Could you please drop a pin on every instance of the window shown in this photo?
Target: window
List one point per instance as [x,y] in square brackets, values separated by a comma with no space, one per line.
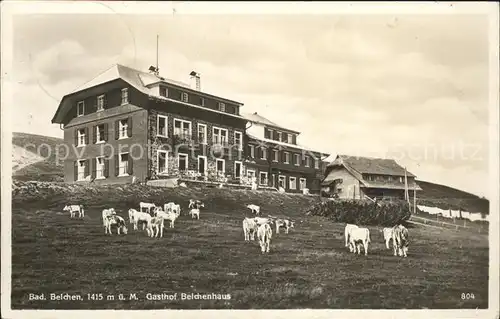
[100,103]
[182,161]
[124,96]
[297,159]
[162,166]
[163,91]
[238,140]
[81,139]
[99,168]
[100,134]
[80,108]
[219,135]
[202,133]
[220,166]
[252,151]
[123,164]
[282,181]
[182,128]
[264,153]
[184,97]
[303,183]
[122,129]
[263,178]
[161,125]
[81,170]
[275,156]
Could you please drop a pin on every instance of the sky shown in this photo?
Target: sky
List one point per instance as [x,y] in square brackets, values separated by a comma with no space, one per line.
[411,87]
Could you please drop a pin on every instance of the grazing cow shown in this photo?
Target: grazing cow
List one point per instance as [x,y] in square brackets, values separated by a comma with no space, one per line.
[146,206]
[249,228]
[195,212]
[135,217]
[115,220]
[195,204]
[347,232]
[264,234]
[400,240]
[281,222]
[359,237]
[387,231]
[73,209]
[254,208]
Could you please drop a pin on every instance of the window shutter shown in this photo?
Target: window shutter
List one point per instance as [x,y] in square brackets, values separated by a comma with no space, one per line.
[130,162]
[117,129]
[87,168]
[94,167]
[106,132]
[129,127]
[75,167]
[117,165]
[106,167]
[86,136]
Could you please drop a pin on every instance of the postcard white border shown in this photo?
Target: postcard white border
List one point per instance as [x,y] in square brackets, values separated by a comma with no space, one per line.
[10,8]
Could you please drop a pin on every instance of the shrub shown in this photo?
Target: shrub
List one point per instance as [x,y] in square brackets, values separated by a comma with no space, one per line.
[363,212]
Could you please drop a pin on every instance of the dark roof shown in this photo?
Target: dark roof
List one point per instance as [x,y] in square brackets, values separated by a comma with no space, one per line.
[257,118]
[370,165]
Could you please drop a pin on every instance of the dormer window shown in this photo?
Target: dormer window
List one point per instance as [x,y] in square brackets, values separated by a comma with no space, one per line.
[80,108]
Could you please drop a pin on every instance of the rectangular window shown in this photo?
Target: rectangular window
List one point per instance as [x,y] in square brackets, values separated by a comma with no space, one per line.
[123,165]
[99,169]
[263,178]
[81,170]
[182,128]
[303,183]
[81,137]
[100,103]
[184,97]
[100,134]
[163,91]
[80,108]
[202,133]
[238,140]
[124,96]
[162,162]
[219,136]
[162,125]
[182,161]
[297,159]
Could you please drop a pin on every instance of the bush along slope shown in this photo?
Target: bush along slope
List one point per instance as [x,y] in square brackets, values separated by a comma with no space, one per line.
[363,212]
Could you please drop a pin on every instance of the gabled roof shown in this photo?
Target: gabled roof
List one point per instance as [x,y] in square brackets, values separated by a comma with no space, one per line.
[138,79]
[371,165]
[257,118]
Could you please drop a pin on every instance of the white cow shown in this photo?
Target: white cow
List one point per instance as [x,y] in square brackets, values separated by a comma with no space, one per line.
[281,222]
[73,209]
[249,228]
[195,212]
[115,220]
[347,232]
[264,234]
[387,231]
[254,208]
[359,237]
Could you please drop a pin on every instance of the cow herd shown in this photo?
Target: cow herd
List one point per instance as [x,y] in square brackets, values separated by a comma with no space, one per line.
[154,218]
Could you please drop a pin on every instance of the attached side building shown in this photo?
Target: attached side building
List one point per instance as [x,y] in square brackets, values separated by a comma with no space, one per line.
[355,177]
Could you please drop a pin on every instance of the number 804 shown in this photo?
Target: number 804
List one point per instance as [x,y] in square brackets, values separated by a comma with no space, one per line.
[467,296]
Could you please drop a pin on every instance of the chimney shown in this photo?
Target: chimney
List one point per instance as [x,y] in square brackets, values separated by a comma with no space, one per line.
[195,82]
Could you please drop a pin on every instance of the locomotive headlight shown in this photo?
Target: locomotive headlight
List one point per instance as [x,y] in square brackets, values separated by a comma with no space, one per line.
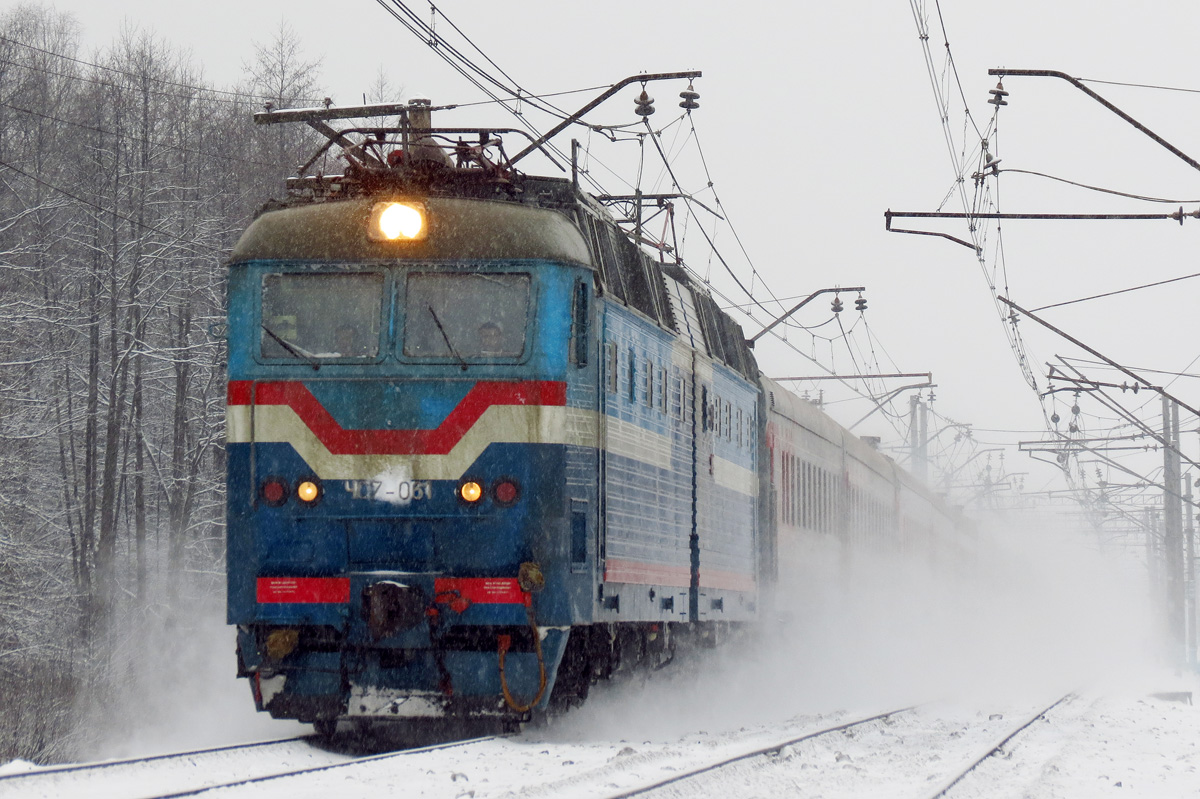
[471,491]
[396,222]
[309,492]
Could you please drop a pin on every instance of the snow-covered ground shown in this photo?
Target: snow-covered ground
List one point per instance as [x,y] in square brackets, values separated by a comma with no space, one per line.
[1093,745]
[1036,618]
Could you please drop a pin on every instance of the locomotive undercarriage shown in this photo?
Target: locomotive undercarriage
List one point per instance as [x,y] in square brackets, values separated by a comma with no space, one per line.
[324,679]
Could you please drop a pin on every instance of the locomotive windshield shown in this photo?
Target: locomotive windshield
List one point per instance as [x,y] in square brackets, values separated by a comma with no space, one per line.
[322,316]
[466,316]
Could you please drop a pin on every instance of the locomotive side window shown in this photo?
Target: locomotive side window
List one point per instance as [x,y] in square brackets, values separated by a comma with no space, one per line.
[467,316]
[318,316]
[613,368]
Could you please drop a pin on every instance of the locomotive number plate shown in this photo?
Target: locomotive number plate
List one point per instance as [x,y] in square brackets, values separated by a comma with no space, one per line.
[402,491]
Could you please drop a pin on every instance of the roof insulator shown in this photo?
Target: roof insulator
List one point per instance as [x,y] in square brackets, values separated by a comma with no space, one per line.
[645,104]
[689,97]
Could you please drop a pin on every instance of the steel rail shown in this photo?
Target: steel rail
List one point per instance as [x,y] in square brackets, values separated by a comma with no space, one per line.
[133,761]
[328,767]
[997,746]
[774,749]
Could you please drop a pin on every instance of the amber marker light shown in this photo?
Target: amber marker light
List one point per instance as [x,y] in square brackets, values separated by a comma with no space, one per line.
[471,491]
[396,222]
[309,492]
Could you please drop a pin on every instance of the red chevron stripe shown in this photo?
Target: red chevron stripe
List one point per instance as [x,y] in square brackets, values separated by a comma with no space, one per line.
[438,440]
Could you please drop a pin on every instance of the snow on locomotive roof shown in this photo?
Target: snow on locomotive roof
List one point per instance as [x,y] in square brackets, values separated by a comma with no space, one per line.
[457,228]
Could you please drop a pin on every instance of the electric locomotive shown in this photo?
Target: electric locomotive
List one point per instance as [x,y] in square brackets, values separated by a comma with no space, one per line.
[483,449]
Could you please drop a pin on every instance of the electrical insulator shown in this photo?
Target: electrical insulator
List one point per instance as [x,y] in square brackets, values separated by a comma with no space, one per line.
[645,104]
[689,96]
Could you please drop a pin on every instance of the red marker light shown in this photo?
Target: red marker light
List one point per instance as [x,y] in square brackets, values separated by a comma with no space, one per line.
[505,492]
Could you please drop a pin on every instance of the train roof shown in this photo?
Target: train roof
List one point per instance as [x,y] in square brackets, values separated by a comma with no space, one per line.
[478,206]
[457,229]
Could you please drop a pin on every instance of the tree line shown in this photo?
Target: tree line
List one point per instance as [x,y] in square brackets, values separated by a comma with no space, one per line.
[125,180]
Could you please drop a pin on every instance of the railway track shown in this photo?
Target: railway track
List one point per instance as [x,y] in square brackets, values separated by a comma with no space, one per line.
[935,770]
[760,751]
[997,748]
[187,774]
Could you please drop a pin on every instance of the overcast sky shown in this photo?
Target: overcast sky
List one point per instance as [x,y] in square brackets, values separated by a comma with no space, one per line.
[815,120]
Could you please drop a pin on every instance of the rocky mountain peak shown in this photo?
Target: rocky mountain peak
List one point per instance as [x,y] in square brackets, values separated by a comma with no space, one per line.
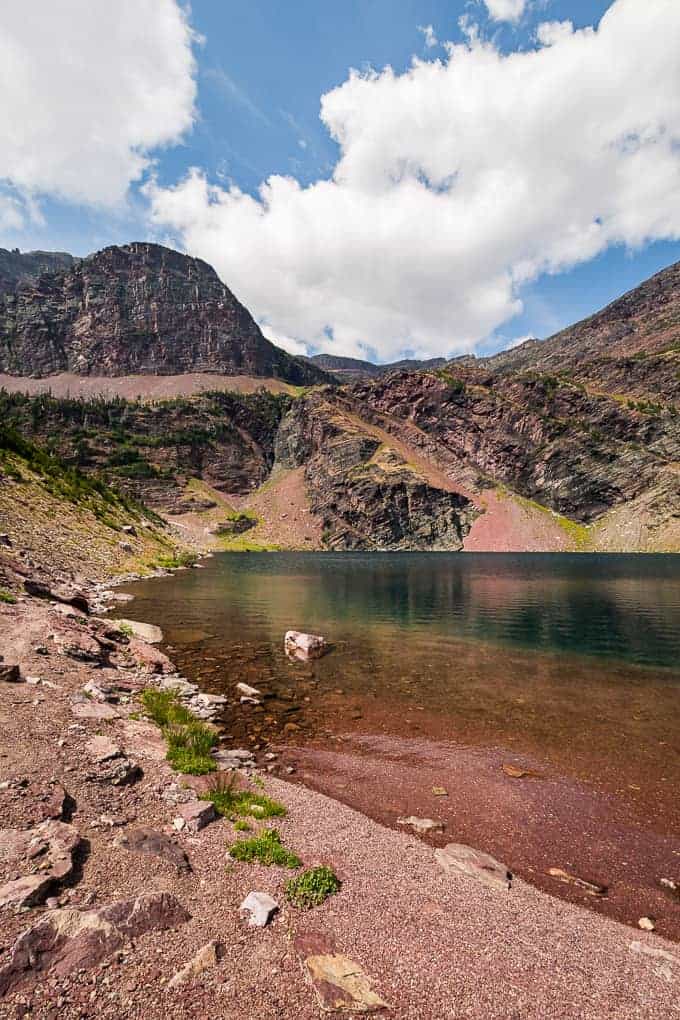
[137,309]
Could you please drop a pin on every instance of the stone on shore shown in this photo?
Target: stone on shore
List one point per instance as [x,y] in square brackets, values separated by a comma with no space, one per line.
[206,958]
[261,908]
[148,840]
[68,939]
[50,848]
[197,814]
[145,631]
[459,859]
[303,646]
[10,674]
[340,983]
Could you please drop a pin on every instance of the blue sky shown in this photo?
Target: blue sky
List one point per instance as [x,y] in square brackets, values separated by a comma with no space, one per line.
[261,69]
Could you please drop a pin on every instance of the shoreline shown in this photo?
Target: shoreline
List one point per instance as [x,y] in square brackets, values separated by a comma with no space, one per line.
[396,912]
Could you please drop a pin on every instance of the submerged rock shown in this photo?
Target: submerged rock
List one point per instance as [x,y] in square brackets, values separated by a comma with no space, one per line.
[457,858]
[303,646]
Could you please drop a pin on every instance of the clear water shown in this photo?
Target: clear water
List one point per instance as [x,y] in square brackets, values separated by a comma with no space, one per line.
[624,608]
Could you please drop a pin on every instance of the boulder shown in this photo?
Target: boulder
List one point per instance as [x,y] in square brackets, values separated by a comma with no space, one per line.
[145,631]
[68,939]
[197,814]
[459,859]
[56,594]
[261,908]
[340,983]
[9,674]
[206,958]
[303,646]
[47,853]
[148,840]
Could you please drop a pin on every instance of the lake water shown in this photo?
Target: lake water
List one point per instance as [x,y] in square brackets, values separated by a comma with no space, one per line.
[443,668]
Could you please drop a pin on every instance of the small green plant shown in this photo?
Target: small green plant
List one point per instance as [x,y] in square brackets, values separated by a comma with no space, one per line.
[265,848]
[230,802]
[189,747]
[312,886]
[165,708]
[190,742]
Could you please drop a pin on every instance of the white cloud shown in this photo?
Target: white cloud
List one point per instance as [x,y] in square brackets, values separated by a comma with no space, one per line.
[507,10]
[429,36]
[89,90]
[457,182]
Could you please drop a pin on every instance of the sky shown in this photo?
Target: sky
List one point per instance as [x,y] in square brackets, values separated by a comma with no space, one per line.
[374,177]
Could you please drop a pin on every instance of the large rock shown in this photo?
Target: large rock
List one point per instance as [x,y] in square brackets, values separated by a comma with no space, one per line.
[39,590]
[459,859]
[261,908]
[148,840]
[9,674]
[299,645]
[47,853]
[68,939]
[206,958]
[341,983]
═══
→ Task goal
Restate word for word the lines from the one holding "shoreline shown in this photo?" to the end of the listing, both ends included, and nothing more.

→ Solved exercise
Could you please drop a pin on every instance of the shoreline shown in this photo?
Target: shoreline
List one point per instance as [x,y] in square brackets, values separated by a comma with no space, one per line.
[396,912]
Could you please drop a pin on every instance of the submerged rock shown in this photo?
Target: submerged rock
List one point per instance as [x,y] in square brackets, values separated by a comma with no space, one per line.
[457,858]
[303,646]
Could you please drop a pin on every instance of the clear water shown in this photo?
Target: clear water
List one point per instance as [x,y] in square brackets, values separated by a comma with no space, one per line.
[624,608]
Could you please drop a pin on every instance of the boulder shown in this photo?
Target: boulder
List one point per instance as [x,y] in square brackets, values separated by a comma with no space, one per line.
[145,631]
[68,939]
[197,814]
[459,859]
[56,594]
[261,908]
[340,983]
[9,674]
[206,958]
[303,646]
[47,853]
[148,840]
Could you please drop a pin on every instance of the lake water shown in this photo?
Target: lake water
List one point per instance as [x,y] in square brackets, values separated by a comma with no space, one per line.
[443,668]
Could you please drop a pin on every instance of the small green plant shown in this photo?
Target: small green plant
List one point per instance as [x,y] in square brackets, values separated by a comma with no space, one per line.
[265,848]
[230,802]
[189,747]
[312,886]
[165,708]
[190,742]
Could you please drop a pin on every instance of the white cloud shown in this photo?
Target: white cloud
List one point per instance as [x,y] in square brackets, values separated by a comma with no space, one per line.
[507,10]
[429,36]
[89,90]
[457,182]
Could you please drop a pin on every instance of the sky shown in this photo?
Target: sky
List one point per instance as [x,y] in square brackets, values separated by a comma with no space, one per line.
[374,177]
Could you please drop a pin on every instance of the large rock shown in this photo?
Target: large rock
List one point per instance as [x,y] in square brackets, values separated by a comma with no space, one per line.
[39,590]
[459,859]
[261,908]
[148,840]
[9,674]
[299,645]
[47,853]
[68,939]
[206,958]
[341,983]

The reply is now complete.